That is not true. The ***directed indicates intent ***of target. That may or may not be the destruction of civilians.
All cases of when the civilians are the target, when the attack is directed at them are immoral.
However, when the target is military, and the principal has made efforts to reduce or eliminate civilian casualties (such as warning of an impeding attack on a nearby military target) then there in no moral fault.
Actually, the CCC prefaces that with the word ‘indiscriminate’, which, in the authoritative Latin, means having a lack of discernment. So that is also a moral qualifier.
In other words, you have to really, REALLY, examine all your options before you can commit to using such weapons.
But it doesn’t exclude their use.
Indiscriminate
does not describe “intent”. It is an adjective not a qualifier. “Directed to” is a preposition and is also not a qualifier and does not describe intent.
**indiscriminate **
in·dis·crim·i·nate
Function: adjective
1 a: not marked by careful distinction : deficient in discrimination and discernment b: haphazard, random
Adjectives typically answer the following questions: What kind? Which one? How many?
A qualifier is a word or phrase that changes how absolute, certain or generalized a statement is.Qualifiers include:
Qualifiers of quantity: some, most, all, none, etc.
Qualifiers of time: occasionally, sometimes, now and again, usually, always, never, etc.
Qualifiers of certainty: I guess, I think, I know, I am absolutely certain, etc.
Qualifiers of relative quality: best, worst, finest, sharpest, heaviest, etc.
“Directed to” is a preposition (prepositions are words such as “to”)
Here’s how I break down the sentence:
Every act of war (noun or subject) / directed to (preposition ) / the indiscriminate (adj) destruction of whole cities or vast areas with their inhabitants (prepositional phrase) / is (verb) a crime against God …
The use of the word indiscriminate in this sentence is an adjective describing “destruction of whole cities or vast areas with their inhabitants” and is part of a prepositional phrase. Adjectives always appear immediately before the noun or noun phrase that they modify. It is answering what kind of “destruction of whole cities or vast areas”.

* _WHAT THIS EXERCISE ASKS_:
A) According to the discussion, why does "indiscriminate" not describe intent? Answer in one to three sentences.
B) Reproduce word for word the stretch of the discussion from "But it doesn’t" through "one? How many?".
The data items that come next are separate material and not part of the discussion.

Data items
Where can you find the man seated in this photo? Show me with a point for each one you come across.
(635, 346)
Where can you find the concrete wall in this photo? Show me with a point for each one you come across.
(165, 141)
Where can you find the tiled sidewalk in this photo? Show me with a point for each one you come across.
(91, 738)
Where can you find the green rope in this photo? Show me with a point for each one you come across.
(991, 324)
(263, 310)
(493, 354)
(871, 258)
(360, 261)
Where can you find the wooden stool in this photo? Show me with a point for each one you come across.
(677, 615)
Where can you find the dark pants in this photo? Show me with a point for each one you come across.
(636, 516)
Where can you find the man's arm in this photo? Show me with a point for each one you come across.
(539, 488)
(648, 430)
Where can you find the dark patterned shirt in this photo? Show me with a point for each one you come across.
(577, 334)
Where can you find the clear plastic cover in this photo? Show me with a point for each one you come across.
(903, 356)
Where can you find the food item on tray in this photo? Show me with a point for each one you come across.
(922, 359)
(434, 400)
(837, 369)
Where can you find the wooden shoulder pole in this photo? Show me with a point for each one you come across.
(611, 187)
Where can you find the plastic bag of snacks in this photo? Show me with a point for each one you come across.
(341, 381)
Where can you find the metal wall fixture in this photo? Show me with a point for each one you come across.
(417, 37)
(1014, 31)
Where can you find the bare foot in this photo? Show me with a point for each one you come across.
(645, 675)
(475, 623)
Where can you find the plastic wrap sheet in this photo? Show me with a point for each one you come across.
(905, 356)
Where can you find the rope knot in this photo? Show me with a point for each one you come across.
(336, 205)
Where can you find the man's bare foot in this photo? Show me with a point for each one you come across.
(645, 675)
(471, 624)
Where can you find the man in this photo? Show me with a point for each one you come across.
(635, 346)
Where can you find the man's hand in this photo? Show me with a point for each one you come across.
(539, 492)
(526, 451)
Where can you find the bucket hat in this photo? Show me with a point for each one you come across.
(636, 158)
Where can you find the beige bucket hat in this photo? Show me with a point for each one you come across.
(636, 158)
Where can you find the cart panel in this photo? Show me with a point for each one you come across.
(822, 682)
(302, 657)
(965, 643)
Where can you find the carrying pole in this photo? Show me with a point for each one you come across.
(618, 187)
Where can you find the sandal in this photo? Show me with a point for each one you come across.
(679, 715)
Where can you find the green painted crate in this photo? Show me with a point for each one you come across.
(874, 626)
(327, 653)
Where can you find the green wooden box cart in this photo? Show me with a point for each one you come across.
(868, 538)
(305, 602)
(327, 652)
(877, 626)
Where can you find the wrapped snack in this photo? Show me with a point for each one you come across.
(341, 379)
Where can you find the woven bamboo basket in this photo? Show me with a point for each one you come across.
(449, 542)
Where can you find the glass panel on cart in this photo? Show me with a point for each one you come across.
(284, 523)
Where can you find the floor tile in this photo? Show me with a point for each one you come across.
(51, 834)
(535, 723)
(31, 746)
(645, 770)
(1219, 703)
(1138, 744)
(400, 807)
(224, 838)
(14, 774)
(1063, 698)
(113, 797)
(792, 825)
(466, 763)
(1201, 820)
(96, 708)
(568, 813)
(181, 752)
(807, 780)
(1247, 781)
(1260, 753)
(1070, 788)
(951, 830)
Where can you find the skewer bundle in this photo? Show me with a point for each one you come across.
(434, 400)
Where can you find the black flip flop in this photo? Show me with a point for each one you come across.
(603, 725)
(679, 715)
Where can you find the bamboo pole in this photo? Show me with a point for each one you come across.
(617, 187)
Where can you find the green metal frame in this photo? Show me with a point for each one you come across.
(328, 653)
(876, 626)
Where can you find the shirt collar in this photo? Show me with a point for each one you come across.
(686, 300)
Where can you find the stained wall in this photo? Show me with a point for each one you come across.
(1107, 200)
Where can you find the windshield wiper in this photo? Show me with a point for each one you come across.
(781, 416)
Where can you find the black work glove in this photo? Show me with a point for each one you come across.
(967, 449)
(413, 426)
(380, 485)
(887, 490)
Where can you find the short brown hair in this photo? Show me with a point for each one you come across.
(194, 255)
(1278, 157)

* _EXERCISE RESPONSES_:
A) "Indiscriminate" is an adjective, not a qualifier. In the sentence it modifies "destruction of whole cities or vast areas with their inhabitants" as part of a prepositional phrase, answering what kind of destruction.

B)
But it doesn’t exclude their use.
Indiscriminate
does not describe “intent”. It is an adjective not a qualifier. “Directed to” is a preposition and is also not a qualifier and does not describe intent.
**indiscriminate **
in·dis·crim·i·nate
Function: adjective
1 a: not marked by careful distinction : deficient in discrimination and discernment b: haphazard, random
Adjectives typically answer the following questions: What kind? Which one? How many?